In one embodiment of the present invention, the DELTA backup is created “on the fly”, comparing the currently-generated hash value with the stored value for that same block number in the FULL index map. If the hash values match, that block is ignored and the process moves on to generate the hash value for the next block. Otherwise, the changed block is stored in a DELTA backup and indexed within a DELTA index map. In an alternative embodiment, a complete DELTA index map is first created for the current state of the device. The DELTA and FULL index maps are compared to side-to-side to flag those blocks that have changed since the FULL was created. In either case, only the changed data blocks are retained in the DELTA backup and transmitted to the target location.

In accordance with the present invention, an updated DELTA backup is created on a regular basis (e.g., once a day), where the “current” hash values for each block are compared, in sequence, against the values stored in the FULL index map. As time goes on, therefore, DELTA backups grow larger and larger, since each DELTA includes a cumulative listing of all incremental changes. In one embodiment of the present invention, the size of the DELTA backup can be monitored and once the size exceeds a predetermined threshold, a new FULL index map is created, even if the default time period associated with the creation of DELTAs (e.g., 20 days) has not been reached.

The system of the present invention can be multi-threaded, depending on the host, providing backup of different virtual machines at the same time. The backup and recovery system is self-extracting, incorporating executable commands within the file.

Other and further implementations and aspects of the present invention will become apparent during the course of the following description and by reference to the accompanying drawings.

BRIEF DESCRIPTION OF THE DRAWINGS

Referring now to the drawings,

FIG. 1 is a simplified block diagram of an architecture for implementing the backup/recovery system of the present invention;

FIG. 2 is a flowchart illustrating an exemplary process for generating an initial “FULL” index map for a device (e.g., virtual machine) that is going through a backup process;

FIG. 3 is a flowchart illustrating an exemplary process for generating an incremental DELTA backup and associated DELTA index map in accordance with the process of the present invention; and

FIG. 4 is an illustration of a set of three different DELTA backups associated with the same FULL index map, each generated on a separate day.
▬▬▬▬▬▬▬▬▬▬
**INSTRUCTIONS:**
1) For each statement (a), (b), and (c) below, state whether it agrees with the excerpt on DELTA backups, answering yes or no and quoting the words of the excerpt that settle it.
(a) In the "on the fly" approach, a block whose hash value matches the stored value is stored in the DELTA backup.
(b) A new FULL index map may be created before the default time period for creating DELTAs has been reached.
(c) FIG. 4 shows three DELTA backups associated with the same FULL index map.
2) Quote the excerpt on DELTA backups from "BRIEF DESCRIPTION OF" up to and including "a separate day.".

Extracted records
▬▬▬▬▬▬▬▬▬▬
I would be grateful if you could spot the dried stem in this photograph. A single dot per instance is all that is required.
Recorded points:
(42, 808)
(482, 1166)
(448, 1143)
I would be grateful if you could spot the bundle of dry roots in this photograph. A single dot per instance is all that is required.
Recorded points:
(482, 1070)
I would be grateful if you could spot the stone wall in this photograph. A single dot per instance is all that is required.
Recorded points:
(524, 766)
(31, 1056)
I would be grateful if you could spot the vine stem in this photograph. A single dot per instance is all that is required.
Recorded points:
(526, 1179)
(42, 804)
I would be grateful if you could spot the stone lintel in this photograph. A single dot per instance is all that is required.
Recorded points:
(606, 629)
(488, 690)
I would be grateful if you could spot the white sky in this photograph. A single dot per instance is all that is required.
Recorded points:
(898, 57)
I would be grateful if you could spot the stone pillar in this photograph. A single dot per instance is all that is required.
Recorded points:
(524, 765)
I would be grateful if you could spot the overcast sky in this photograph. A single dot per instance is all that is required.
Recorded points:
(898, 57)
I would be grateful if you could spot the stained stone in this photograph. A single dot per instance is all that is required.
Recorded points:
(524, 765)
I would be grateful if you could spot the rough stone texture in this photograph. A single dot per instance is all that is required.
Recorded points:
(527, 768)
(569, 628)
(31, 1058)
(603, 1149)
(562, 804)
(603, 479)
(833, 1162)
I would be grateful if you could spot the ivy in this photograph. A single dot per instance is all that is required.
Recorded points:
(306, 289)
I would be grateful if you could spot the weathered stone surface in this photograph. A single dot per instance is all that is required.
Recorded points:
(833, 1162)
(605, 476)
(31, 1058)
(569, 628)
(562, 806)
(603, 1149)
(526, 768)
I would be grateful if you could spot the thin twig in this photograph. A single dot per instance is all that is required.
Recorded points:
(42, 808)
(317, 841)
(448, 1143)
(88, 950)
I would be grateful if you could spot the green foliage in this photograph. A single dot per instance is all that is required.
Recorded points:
▬▬▬▬▬▬▬▬▬▬
**ANSWERS BY TASK:**
1)
(a) No: "If the hash values match, that block is ignored and the process moves on to generate the hash value for the next block."
(b) Yes: "once the size exceeds a predetermined threshold, a new FULL index map is created, even if the default time period associated with the creation of DELTAs (e.g., 20 days) has not been reached."
(c) Yes: "FIG. 4 is an illustration of a set of three different DELTA backups associated with the same FULL index map, each generated on a separate day."

2)
BRIEF DESCRIPTION OF THE DRAWINGS

Referring now to the drawings,

FIG. 1 is a simplified block diagram of an architecture for implementing the backup/recovery system of the present invention;

FIG. 2 is a flowchart illustrating an exemplary process for generating an initial “FULL” index map for a device (e.g., virtual machine) that is going through a backup process;

FIG. 3 is a flowchart illustrating an exemplary process for generating an incremental DELTA backup and associated DELTA index map in accordance with the process of the present invention; and

FIG. 4 is an illustration of a set of three different DELTA backups associated with the same FULL index map, each generated on a separate day.